演習問題:
1. Citation XXに関する文章を読み、次の問いに答えてください。
(a) ステレオサウンド57号の表紙は何でしたか。
(b) 59号の表紙は何でしたか。
(c) Citation XXが新製品紹介のページに登場したのは何号で、何ページが割かれていましたか。
2. Citation XXに関する文章で、筆者はCitation XXの発売がずれこんだ理由を何と考えていますか。1～3文で説明してください。
3. Citation XXに関する文章のうち、「58号の表紙はスレッショルドのパワーアンプSTASIS 1だった。」から「長島先生が書かれている。」までを一字一句違えずに書き写してください。

分析対象テキスト:
###
Archive for category High Resolution

Date: 6月 24th, 2016
Cate: High Resolution

Hi-Resについて(その7)

ステレオサウンド 57号の表紙はハーマンカードンのCitation XXだった。
マッティ・オタラのインタヴュー記事の最後に、
(編注=ハーマン・カードンXXの詳細については次号に掲載予定です)とあった。

58号の表紙はスレッショルドのパワーアンプSTASIS 1だった。
新製品紹介のページに、Citation XXは登場していなかった。
ということは次号(59号)か、と思った。

59号の表紙はJBLの4345だった。
この号でもCitation XXの姿はなかった。

Citation XXが新製品紹介のページに登場したのは60号だった。
長島先生が書かれている。
カラーで4ページ割かれている。
写真をみるかぎり、57号の表紙との違いはない。
にもかかわらず、ここまで発売がずれこんだのは最終的なチューニングのためであろう。
###
(保存済み記録)
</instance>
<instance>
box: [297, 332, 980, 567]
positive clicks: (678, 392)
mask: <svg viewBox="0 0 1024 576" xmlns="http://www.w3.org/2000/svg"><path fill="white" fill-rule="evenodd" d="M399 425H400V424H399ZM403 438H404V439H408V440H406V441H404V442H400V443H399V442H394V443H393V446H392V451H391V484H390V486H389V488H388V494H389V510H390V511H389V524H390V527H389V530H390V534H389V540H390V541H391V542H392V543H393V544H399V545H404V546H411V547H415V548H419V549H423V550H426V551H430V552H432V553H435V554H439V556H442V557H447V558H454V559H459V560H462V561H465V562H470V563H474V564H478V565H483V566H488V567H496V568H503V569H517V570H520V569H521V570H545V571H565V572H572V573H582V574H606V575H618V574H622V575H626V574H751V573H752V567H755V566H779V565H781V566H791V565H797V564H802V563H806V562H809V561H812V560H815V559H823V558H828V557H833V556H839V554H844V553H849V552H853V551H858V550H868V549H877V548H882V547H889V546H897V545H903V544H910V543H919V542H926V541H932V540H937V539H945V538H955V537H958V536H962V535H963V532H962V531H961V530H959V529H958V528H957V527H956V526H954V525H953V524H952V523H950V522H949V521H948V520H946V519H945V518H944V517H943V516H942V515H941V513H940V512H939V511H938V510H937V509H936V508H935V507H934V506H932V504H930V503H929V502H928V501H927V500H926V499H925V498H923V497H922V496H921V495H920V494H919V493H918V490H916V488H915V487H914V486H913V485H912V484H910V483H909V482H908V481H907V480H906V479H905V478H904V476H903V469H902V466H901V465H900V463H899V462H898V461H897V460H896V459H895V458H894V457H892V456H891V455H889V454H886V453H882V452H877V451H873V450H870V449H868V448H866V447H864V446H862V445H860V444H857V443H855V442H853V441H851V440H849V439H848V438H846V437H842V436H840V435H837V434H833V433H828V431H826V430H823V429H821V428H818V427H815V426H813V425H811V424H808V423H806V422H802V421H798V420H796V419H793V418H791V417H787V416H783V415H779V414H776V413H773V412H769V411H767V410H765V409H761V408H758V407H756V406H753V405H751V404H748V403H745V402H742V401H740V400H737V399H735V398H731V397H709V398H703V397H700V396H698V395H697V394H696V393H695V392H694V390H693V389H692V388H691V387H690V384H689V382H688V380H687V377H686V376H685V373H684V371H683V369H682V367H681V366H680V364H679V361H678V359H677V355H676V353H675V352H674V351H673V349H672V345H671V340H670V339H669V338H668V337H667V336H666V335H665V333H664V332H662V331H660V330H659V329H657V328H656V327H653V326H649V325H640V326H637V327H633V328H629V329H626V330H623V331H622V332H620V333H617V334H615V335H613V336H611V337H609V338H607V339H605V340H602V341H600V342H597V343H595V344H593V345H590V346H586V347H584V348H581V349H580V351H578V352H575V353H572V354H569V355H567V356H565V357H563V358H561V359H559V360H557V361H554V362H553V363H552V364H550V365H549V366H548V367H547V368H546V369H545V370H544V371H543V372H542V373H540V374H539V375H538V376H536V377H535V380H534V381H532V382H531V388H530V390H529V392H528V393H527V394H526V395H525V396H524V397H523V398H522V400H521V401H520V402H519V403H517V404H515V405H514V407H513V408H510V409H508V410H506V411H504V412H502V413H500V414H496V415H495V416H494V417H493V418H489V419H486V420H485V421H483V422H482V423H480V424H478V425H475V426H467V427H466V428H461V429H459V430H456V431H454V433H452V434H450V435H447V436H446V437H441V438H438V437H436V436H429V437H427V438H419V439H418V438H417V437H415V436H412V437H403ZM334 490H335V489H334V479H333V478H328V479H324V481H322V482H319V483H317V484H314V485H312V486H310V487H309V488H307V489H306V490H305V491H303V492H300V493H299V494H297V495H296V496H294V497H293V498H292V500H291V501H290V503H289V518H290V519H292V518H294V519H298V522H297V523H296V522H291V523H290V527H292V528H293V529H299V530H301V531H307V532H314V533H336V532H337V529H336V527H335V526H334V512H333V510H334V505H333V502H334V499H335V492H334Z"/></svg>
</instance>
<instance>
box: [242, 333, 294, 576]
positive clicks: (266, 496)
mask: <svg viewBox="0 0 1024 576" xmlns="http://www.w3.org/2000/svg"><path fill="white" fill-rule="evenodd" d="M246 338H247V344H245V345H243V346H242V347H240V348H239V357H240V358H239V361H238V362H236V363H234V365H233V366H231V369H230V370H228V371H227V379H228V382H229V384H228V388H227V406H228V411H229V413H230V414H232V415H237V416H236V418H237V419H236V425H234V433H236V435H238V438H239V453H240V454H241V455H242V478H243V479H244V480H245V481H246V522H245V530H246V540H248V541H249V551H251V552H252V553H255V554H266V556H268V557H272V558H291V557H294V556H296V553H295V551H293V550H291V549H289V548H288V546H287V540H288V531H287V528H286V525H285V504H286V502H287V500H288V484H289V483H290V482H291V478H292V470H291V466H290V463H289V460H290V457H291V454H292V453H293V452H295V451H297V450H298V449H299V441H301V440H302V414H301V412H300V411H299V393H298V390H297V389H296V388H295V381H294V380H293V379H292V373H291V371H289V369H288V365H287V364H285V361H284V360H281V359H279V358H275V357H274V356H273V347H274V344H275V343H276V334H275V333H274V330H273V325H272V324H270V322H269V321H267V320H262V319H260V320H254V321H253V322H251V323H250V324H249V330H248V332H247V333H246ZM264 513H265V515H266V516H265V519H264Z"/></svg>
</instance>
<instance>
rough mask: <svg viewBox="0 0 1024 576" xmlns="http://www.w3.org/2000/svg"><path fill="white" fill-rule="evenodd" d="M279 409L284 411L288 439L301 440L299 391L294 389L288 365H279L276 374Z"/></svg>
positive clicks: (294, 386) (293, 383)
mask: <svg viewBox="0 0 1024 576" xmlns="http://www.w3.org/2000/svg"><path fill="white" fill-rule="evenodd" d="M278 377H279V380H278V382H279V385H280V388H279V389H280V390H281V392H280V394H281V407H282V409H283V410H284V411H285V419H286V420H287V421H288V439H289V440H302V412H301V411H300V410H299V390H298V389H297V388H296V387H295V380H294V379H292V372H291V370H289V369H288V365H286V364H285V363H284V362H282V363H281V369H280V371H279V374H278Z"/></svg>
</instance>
###
演習解答:
1.
(a) ハーマンカードンのCitation XX
(b) JBLの4345
(c) 60号で、カラーで4ページ

2. 60号の写真を見るかぎり、57号の表紙との違いはありません。それにもかかわらず発売がずれこんだのは、最終的なチューニングのためであろうと筆者は考えています。

3.
58号の表紙はスレッショルドのパワーアンプSTASIS 1だった。
新製品紹介のページに、Citation XXは登場していなかった。
ということは次号(59号)か、と思った。

59号の表紙はJBLの4345だった。
この号でもCitation XXの姿はなかった。

Citation XXが新製品紹介のページに登場したのは60号だった。
長島先生が書かれている。